INFORMATION PROVIDED:
[Start of section]

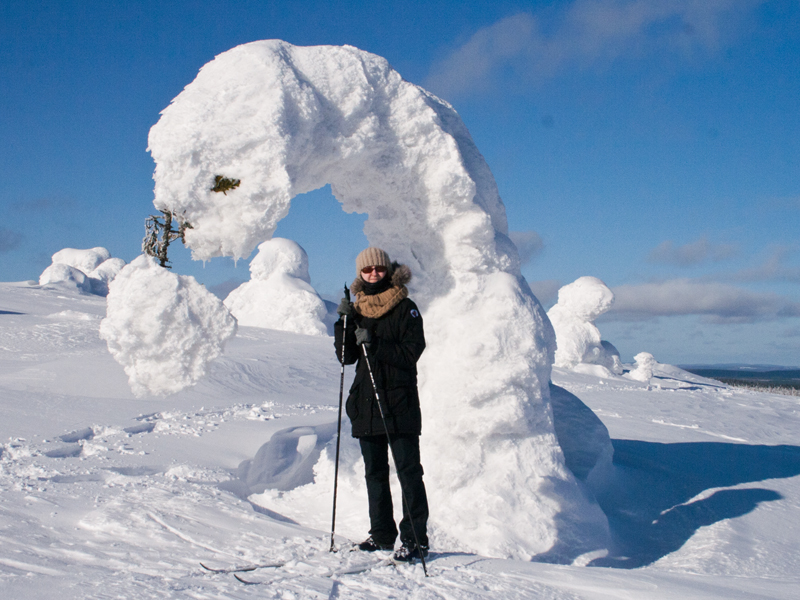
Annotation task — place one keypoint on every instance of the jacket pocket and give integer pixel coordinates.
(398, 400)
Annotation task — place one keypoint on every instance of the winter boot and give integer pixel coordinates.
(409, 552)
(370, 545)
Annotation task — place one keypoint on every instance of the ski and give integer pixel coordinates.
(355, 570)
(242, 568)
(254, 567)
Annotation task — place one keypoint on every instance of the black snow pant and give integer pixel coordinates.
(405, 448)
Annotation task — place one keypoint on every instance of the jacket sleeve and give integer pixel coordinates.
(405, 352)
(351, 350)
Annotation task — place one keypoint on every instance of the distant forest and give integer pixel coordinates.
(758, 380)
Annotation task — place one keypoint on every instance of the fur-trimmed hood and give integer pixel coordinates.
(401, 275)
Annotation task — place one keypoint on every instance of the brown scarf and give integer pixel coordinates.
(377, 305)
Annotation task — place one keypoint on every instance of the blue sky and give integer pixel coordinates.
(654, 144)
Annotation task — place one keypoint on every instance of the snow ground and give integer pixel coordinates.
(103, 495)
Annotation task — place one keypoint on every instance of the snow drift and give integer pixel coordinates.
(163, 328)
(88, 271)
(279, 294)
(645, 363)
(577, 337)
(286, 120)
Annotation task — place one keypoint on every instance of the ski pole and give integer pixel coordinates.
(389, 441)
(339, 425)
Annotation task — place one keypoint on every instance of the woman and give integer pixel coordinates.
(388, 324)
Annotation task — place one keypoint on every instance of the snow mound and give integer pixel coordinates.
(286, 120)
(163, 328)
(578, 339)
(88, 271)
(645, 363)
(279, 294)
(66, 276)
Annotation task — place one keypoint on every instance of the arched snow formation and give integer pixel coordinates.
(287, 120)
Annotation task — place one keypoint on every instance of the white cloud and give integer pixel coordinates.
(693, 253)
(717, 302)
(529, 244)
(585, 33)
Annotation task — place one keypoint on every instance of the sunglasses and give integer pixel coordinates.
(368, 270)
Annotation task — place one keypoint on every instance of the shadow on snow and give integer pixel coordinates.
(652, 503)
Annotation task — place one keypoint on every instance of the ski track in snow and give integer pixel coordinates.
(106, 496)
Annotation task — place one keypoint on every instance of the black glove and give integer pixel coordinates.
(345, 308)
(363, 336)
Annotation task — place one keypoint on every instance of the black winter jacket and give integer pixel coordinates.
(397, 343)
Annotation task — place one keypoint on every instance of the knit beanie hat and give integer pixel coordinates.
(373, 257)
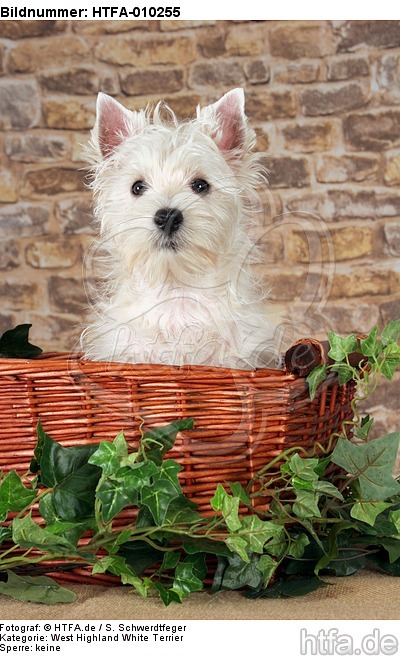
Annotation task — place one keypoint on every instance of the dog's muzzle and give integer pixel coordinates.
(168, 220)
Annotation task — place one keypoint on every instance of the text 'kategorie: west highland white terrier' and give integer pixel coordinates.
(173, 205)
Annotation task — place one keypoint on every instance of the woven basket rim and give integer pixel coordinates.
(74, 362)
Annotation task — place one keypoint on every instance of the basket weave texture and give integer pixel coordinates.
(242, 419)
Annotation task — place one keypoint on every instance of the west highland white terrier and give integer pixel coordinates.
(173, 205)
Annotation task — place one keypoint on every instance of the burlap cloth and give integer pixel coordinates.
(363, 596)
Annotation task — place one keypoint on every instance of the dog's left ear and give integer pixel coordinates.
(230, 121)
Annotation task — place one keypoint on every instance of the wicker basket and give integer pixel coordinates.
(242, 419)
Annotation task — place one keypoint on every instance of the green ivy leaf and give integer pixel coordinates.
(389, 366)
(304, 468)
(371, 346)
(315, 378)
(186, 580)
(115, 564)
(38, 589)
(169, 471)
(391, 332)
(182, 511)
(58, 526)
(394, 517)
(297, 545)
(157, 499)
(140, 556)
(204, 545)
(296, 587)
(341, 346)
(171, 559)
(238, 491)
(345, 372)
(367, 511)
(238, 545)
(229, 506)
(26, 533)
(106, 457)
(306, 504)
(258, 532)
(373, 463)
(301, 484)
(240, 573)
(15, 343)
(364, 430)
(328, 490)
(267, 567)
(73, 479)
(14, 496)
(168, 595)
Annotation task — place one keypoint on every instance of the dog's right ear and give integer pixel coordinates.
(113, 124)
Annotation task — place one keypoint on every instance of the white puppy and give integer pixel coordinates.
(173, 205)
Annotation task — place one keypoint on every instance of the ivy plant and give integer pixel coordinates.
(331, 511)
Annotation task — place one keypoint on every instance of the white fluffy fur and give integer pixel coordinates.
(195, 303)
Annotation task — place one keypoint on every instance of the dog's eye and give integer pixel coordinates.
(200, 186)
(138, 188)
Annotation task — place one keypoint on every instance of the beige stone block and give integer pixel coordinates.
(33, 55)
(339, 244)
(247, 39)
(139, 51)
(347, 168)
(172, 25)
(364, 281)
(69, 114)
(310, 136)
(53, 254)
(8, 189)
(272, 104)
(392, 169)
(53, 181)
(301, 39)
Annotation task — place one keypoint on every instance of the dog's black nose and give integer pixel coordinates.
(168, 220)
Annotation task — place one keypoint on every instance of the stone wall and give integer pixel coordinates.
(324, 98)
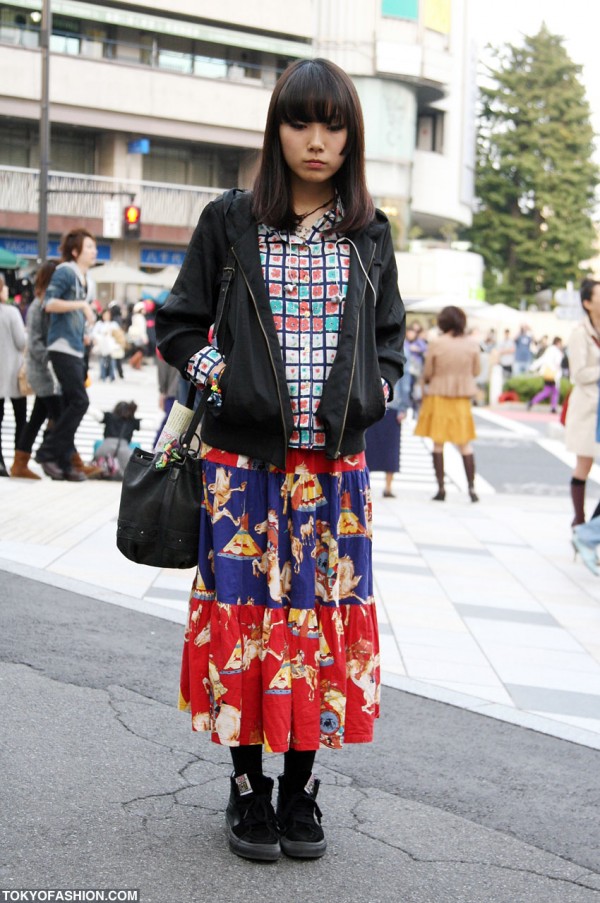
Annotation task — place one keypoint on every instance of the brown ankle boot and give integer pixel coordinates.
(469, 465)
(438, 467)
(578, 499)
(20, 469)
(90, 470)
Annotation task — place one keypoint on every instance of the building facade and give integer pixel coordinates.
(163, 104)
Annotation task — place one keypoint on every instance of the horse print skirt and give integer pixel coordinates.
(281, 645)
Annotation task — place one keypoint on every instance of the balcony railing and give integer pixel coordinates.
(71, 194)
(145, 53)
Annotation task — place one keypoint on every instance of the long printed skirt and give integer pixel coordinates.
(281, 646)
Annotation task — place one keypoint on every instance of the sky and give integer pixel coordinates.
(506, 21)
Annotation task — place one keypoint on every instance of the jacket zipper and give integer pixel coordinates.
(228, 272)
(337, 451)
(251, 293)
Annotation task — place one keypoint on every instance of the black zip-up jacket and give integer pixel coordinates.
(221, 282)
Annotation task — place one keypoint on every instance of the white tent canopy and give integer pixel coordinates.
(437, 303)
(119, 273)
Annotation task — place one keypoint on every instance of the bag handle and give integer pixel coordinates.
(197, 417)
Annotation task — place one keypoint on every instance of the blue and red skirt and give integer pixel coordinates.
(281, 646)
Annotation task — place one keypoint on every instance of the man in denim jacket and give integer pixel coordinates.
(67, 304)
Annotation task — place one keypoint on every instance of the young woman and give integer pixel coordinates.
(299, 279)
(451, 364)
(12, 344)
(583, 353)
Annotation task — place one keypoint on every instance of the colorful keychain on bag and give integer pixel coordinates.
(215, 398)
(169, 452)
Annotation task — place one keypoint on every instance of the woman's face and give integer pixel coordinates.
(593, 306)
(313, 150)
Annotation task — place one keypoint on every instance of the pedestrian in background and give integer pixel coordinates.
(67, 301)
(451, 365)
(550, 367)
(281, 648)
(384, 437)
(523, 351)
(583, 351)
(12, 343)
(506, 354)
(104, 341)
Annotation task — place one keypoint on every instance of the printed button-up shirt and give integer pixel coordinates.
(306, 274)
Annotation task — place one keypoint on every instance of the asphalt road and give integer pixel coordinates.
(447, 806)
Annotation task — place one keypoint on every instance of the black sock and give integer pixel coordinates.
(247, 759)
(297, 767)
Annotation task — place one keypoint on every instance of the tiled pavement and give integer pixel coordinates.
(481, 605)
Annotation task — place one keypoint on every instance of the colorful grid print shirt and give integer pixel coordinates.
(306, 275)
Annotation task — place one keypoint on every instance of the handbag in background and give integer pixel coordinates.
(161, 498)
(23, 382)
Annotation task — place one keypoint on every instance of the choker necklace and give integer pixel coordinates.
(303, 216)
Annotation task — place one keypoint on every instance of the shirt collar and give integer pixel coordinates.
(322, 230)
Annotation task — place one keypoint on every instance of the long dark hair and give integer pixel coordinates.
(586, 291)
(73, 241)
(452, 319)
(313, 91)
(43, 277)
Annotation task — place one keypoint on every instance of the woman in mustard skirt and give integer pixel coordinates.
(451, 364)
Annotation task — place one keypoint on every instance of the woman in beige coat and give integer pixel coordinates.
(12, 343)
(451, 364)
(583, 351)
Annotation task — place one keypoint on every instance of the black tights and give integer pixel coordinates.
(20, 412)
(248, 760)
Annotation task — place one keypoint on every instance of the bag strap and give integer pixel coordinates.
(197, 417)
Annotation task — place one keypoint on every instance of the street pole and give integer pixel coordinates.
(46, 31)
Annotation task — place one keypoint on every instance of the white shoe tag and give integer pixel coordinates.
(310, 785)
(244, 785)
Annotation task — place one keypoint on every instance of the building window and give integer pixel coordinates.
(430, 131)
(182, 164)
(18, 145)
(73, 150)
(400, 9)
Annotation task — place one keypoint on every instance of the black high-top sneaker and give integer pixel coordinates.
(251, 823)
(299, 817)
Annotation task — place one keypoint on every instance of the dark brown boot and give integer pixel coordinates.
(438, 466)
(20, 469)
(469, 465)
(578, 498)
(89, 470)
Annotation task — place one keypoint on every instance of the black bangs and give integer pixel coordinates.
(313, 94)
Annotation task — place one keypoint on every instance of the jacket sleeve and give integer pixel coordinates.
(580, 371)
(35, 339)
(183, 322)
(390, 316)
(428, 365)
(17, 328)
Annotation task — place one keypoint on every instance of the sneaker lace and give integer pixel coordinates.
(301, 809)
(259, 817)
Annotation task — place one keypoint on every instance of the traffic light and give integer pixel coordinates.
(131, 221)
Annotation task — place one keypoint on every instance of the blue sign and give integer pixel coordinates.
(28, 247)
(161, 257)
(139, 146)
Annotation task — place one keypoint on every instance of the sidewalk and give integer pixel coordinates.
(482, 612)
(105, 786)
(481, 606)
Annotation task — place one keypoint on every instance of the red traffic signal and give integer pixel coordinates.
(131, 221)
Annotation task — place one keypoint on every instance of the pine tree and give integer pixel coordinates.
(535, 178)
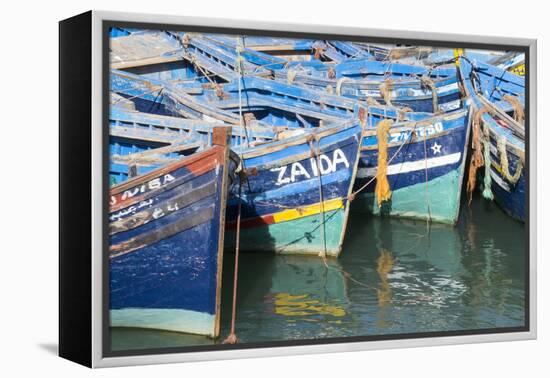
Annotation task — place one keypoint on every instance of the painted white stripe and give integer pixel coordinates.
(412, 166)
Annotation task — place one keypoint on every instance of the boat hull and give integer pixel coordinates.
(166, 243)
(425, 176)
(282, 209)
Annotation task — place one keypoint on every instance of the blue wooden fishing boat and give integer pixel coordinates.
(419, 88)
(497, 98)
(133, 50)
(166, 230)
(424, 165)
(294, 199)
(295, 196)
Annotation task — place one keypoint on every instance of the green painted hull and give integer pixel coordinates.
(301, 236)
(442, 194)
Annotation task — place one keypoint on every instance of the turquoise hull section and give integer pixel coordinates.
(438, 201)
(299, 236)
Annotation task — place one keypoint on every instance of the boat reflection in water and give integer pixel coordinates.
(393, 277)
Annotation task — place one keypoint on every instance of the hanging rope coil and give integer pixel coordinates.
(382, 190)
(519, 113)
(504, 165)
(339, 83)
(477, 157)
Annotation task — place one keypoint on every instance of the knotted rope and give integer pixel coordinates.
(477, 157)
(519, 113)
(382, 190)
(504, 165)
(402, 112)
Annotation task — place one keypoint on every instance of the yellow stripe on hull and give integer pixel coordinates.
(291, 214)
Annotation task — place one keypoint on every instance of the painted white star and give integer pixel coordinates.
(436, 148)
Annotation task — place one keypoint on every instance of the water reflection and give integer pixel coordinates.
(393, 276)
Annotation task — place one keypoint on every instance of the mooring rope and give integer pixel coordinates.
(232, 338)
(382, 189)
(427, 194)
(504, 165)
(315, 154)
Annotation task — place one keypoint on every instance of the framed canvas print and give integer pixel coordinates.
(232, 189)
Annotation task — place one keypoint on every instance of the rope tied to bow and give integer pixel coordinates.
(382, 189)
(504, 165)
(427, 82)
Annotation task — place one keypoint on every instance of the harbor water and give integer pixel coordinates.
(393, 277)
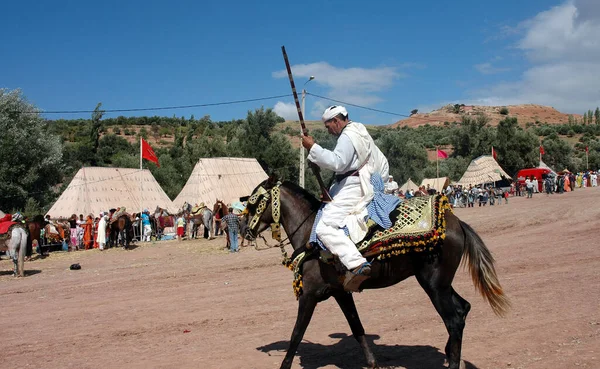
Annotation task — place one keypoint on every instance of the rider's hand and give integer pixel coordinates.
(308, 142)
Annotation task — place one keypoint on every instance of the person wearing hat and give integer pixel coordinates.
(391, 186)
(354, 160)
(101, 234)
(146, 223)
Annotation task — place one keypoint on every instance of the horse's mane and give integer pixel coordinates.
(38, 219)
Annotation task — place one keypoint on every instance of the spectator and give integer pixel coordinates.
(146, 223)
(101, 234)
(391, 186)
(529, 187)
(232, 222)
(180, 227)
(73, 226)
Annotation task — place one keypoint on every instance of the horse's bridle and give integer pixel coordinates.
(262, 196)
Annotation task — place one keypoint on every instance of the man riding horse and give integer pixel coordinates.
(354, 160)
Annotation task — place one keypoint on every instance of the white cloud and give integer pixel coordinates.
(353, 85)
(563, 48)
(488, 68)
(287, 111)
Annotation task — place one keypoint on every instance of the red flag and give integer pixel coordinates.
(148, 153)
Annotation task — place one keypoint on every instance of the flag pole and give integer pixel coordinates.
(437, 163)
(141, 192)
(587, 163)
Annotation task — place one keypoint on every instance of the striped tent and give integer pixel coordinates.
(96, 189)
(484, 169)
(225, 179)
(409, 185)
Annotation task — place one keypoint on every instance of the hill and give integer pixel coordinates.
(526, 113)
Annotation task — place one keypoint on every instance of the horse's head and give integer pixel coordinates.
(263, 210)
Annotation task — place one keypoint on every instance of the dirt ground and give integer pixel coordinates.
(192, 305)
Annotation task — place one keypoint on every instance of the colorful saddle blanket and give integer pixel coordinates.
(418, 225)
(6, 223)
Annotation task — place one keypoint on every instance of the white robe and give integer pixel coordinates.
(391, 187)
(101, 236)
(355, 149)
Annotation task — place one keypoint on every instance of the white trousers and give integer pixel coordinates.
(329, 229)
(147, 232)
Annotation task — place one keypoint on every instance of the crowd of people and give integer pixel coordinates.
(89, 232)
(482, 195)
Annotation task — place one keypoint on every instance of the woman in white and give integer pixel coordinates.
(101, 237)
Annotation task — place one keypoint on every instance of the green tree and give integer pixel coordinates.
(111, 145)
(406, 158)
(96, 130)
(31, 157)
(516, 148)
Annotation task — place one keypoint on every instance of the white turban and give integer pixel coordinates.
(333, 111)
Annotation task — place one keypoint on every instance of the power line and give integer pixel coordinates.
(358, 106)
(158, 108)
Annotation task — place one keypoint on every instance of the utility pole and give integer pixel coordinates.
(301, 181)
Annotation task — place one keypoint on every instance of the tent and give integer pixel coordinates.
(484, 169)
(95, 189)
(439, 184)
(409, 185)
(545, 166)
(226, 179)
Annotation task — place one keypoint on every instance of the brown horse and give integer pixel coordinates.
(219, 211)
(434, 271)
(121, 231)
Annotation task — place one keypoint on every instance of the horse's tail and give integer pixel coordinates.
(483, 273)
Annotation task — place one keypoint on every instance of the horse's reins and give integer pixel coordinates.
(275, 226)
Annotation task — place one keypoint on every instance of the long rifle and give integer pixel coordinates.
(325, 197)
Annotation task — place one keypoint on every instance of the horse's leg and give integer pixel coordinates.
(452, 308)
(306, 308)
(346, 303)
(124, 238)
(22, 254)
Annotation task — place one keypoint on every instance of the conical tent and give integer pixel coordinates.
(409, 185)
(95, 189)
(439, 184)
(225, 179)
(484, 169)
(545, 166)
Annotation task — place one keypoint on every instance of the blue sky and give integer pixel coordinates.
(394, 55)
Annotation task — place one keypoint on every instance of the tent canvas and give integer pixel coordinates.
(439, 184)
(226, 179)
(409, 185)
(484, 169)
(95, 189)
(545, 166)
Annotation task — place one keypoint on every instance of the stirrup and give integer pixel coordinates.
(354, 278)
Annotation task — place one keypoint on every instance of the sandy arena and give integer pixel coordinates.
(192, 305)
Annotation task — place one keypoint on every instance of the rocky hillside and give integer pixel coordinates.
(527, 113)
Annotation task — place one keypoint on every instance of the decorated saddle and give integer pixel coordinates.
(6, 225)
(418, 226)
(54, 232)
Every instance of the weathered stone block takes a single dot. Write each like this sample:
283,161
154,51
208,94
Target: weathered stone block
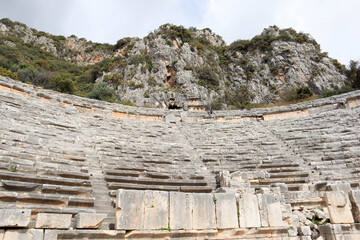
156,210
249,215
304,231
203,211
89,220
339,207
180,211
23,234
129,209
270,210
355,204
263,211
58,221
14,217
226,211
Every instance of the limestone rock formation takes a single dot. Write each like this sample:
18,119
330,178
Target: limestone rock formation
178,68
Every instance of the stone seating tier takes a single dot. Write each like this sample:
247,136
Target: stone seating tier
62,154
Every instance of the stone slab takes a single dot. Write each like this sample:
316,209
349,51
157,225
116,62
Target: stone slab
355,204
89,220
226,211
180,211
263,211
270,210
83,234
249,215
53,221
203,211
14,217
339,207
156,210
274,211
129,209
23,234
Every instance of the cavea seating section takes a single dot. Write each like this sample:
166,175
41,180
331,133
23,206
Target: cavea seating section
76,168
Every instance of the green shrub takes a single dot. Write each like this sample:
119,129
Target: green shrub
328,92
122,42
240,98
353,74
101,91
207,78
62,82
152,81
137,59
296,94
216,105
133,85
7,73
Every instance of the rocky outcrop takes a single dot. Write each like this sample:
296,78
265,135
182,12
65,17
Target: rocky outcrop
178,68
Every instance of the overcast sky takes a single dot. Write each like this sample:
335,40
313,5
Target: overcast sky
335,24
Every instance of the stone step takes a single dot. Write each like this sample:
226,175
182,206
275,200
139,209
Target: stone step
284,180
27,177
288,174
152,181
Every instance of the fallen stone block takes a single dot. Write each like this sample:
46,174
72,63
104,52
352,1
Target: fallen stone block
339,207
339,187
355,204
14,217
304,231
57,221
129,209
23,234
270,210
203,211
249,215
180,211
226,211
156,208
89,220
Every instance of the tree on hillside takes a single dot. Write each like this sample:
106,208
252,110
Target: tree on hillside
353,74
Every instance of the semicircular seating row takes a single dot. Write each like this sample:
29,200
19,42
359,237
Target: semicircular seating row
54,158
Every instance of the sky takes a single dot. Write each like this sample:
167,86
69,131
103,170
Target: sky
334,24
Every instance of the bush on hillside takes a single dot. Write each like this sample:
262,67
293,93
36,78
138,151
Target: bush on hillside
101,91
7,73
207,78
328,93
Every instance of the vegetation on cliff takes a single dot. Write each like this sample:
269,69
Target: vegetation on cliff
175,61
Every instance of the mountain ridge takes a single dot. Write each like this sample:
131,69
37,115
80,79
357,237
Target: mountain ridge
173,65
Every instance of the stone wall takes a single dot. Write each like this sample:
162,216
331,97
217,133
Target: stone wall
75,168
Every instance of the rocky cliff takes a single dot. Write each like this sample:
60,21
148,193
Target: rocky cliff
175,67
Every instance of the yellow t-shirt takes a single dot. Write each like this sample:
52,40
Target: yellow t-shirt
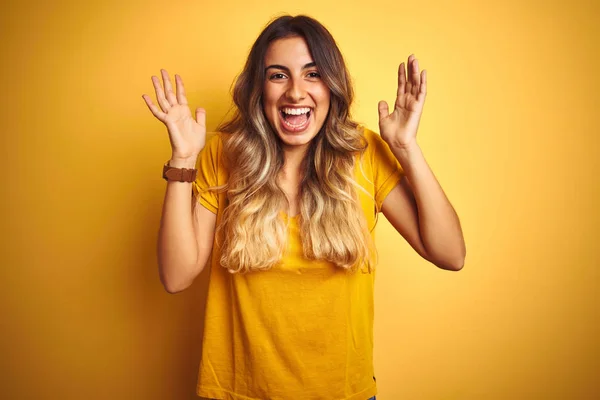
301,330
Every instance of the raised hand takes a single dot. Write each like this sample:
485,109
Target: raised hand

[End of section]

TRY IT:
Collect each line of the entries that has the word "raised", copying it in full.

ANSWER FOR THE TASK:
Every instance of the raised hand takes a single dot. Write each like this sample:
Target: raised hand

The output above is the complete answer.